* Exercise aim *
Would you restate every entry that follows, word for word, and leave out the pictures?

Referring expression data:
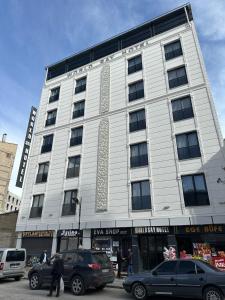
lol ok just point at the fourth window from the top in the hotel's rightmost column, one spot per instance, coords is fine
(187, 145)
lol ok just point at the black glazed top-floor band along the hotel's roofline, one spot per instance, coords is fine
(126, 39)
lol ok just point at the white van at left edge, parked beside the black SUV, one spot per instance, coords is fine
(12, 263)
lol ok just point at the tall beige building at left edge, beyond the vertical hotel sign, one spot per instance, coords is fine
(7, 156)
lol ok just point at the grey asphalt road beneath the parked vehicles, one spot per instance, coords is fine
(19, 290)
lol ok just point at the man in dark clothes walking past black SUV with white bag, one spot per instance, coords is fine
(57, 272)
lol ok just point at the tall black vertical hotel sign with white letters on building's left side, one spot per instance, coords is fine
(26, 148)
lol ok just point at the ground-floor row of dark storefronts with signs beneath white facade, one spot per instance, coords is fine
(148, 243)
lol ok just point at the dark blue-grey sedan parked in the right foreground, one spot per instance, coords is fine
(178, 278)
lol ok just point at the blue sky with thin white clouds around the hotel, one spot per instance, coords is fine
(37, 33)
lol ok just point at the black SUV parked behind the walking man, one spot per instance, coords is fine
(83, 269)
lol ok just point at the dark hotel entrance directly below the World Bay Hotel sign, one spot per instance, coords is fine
(151, 250)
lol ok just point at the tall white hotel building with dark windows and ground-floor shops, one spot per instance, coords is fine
(128, 127)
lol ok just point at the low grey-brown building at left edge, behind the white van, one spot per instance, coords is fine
(8, 230)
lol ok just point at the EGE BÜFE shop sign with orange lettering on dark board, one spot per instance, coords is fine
(220, 228)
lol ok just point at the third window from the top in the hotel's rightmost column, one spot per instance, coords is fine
(182, 108)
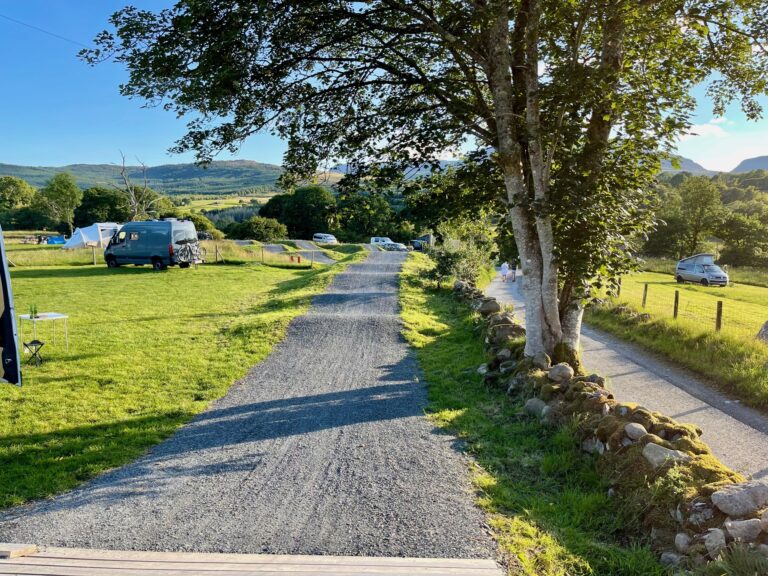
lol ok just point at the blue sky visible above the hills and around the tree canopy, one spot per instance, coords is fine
(55, 110)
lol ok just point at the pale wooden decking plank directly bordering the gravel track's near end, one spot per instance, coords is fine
(217, 558)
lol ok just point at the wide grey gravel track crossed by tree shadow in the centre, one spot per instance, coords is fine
(321, 449)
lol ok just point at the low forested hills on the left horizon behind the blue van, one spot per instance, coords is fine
(220, 177)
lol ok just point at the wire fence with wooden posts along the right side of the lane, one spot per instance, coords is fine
(704, 313)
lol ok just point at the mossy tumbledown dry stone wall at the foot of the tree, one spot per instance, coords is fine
(690, 505)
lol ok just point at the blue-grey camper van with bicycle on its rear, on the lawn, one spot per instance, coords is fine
(156, 242)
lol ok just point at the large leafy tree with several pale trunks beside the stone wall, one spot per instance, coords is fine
(574, 101)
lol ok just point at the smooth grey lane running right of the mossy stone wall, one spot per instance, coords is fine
(737, 434)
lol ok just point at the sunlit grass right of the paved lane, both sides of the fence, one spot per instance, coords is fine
(733, 359)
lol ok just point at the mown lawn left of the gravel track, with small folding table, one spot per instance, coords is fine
(148, 350)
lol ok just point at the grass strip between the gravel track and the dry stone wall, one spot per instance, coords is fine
(546, 504)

* Response *
lol ok just point at the fourth window from the top in the hotel's rightmost column, one spot per instance, coords is fine
(187, 145)
lol ok just point at the black glazed top-floor band along the hotel's roofline, one spot per instance, coords is fine
(126, 39)
lol ok just point at the white van at left edge, parked beside the black SUV, one spot per instance, coords is fine
(12, 263)
lol ok just point at the tall beige building at left edge, beyond the vertical hotel sign, one spot per instance, coords is fine
(7, 156)
lol ok just point at the grey asphalt road beneath the parked vehicles, one spot per instance, coords is fine
(19, 290)
lol ok just point at the man in dark clothes walking past black SUV with white bag, one spot per instance, coords is fine
(57, 272)
lol ok just point at the tall black vertical hotel sign with white letters on building's left side, one spot per instance, coords is fine
(26, 148)
lol ok just point at the ground-floor row of dark storefronts with signs beneath white facade, one spot per instance, coords is fine
(148, 243)
lol ok just point at the dark blue-grey sedan parked in the right foreground, one spot per instance, coords is fine
(178, 278)
lol ok just point at the blue sky with thin white clouds around the hotel, one spot per instance, coords is fine
(37, 33)
lol ok just point at the black SUV parked behind the walking man, one spot per instance, coords is fine
(83, 269)
lol ok just point at the dark hotel entrance directly below the World Bay Hotel sign, one spot per instance, coords is fine
(151, 250)
lol ok just point at the tall white hotel building with dark windows and ground-floor shops, one spot per instance, coords is fine
(128, 127)
lol ok just point at the low grey-brown building at left edge, behind the white van, one spot per instance, coords is fine
(8, 230)
lol ok just point at the EGE BÜFE shop sign with orange lettering on dark board, one spot per instance, coords is fine
(220, 228)
lol ok just point at the third window from the top in the hotel's rightmost column, one spot per instance, coords is fine
(182, 108)
lol ok just point at the blue sky visible above the hills and around the tree canopy, one spot per instance, coords is fine
(55, 110)
lol ok just point at the pale wooden decking plank directly bordering the gravel track's near end, one spot per instance, coords is fine
(217, 558)
lol ok just point at the wide grey gravel track crossed by tree shadow in the centre, one spot per instance, coords is fine
(321, 449)
lol ok just point at the low forested hills on the left horizon behind the blue van, one spot per instance, coords is fine
(220, 177)
lol ok just point at the wire fence with wooden posts along the right side of the lane, one spot per instance, coords is fine
(704, 313)
lol ok just point at the mossy tumbledown dry stone wall at the foot of the tree, one spot per instance, coords is fine
(690, 505)
lol ok just point at the blue-grey camper van with bicycle on its rear, on the lawn, one spot per instance, coords is fine
(156, 242)
lol ok just point at the large leafy tree with several pale trunks beside the stone wall, one spot per instance, coords is fine
(574, 101)
lol ok just point at the smooth grey lane running right of the mossy stone wall, one spot per instance, coords is fine
(737, 434)
lol ok just point at the sunlit grass right of the paved lane, both sides of the fence, one spot per instance, coords is fine
(733, 359)
lol ok just point at the mown lawn left of the gravel track, with small folding table, one spot per instance, coords is fine
(148, 350)
lol ok just point at the grass strip between the gravel track and the dry stone wall, one spot per instance, coords is fine
(546, 504)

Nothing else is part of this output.